EXERCISE PROMPT →
Answer these from the health care passage below:
(a) What 1974 law does it name?
(b) What film does it compare the system to?
(c) How many sensible choices does it say we have?

(PASSAGE Opens)

Through so many iterations, we have had none that have made any sense. Perhaps it began in 1974 with the Federal Health Planning Act, when government got into health planning in a way that made business decisions in health care decisions to be made not in the free market but instead through regulation. The mastermind of Richard Nixon dwells here. The same man who brought you the last price controls was often against the free market when it came to remedies for competition.
Of the most extreme facts, the one that is the most telling is that we spend so much on health care and get so little. Why? Because unlike any other system in the world, our system is a failure of the free market and a failure of government control. As if some hodgepodge worthy of The Fifth Element, we seem to think that if we get the stones together in some decent way, we will get what we want. Instead, we get a pathetic mess unworthy of any system in the world.
Republicans fight against universal care as if it is some problem. It is a solution that must be implemented. Not the many claims against health care handled in an over a thousand page bill most of Congress had not even read. But something that really makes sense.
It will change our system forever. But there seems no way out. We have two sensible choices.

(PASSAGE Closes)
(INFORMATION PROVIDED Opens)

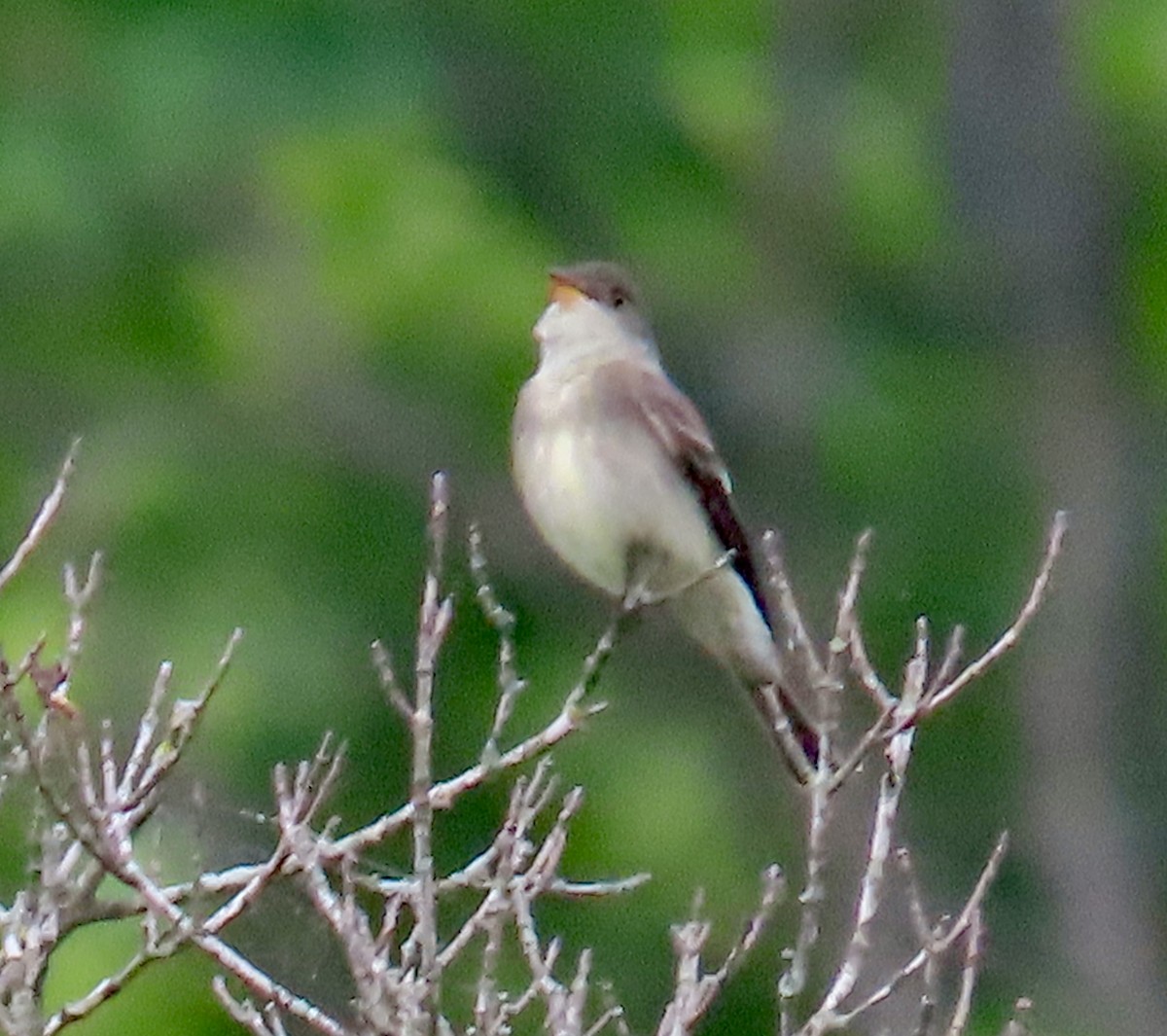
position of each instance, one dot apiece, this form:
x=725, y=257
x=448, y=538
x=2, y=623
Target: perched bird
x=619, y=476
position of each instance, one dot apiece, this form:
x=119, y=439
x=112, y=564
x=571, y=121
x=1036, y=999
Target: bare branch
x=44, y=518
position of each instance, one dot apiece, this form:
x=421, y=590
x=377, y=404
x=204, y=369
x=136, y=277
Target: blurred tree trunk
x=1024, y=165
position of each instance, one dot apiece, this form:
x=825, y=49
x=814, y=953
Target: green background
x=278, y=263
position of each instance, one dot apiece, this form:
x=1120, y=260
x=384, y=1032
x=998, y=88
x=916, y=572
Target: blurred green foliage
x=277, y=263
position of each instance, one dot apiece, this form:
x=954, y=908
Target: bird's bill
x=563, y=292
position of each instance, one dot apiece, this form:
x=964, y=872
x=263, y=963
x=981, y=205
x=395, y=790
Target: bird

(INFORMATION PROVIDED Closes)

EXPECTED OUTPUT →
(a) The Federal Health Planning Act
(b) The Fifth Element
(c) Two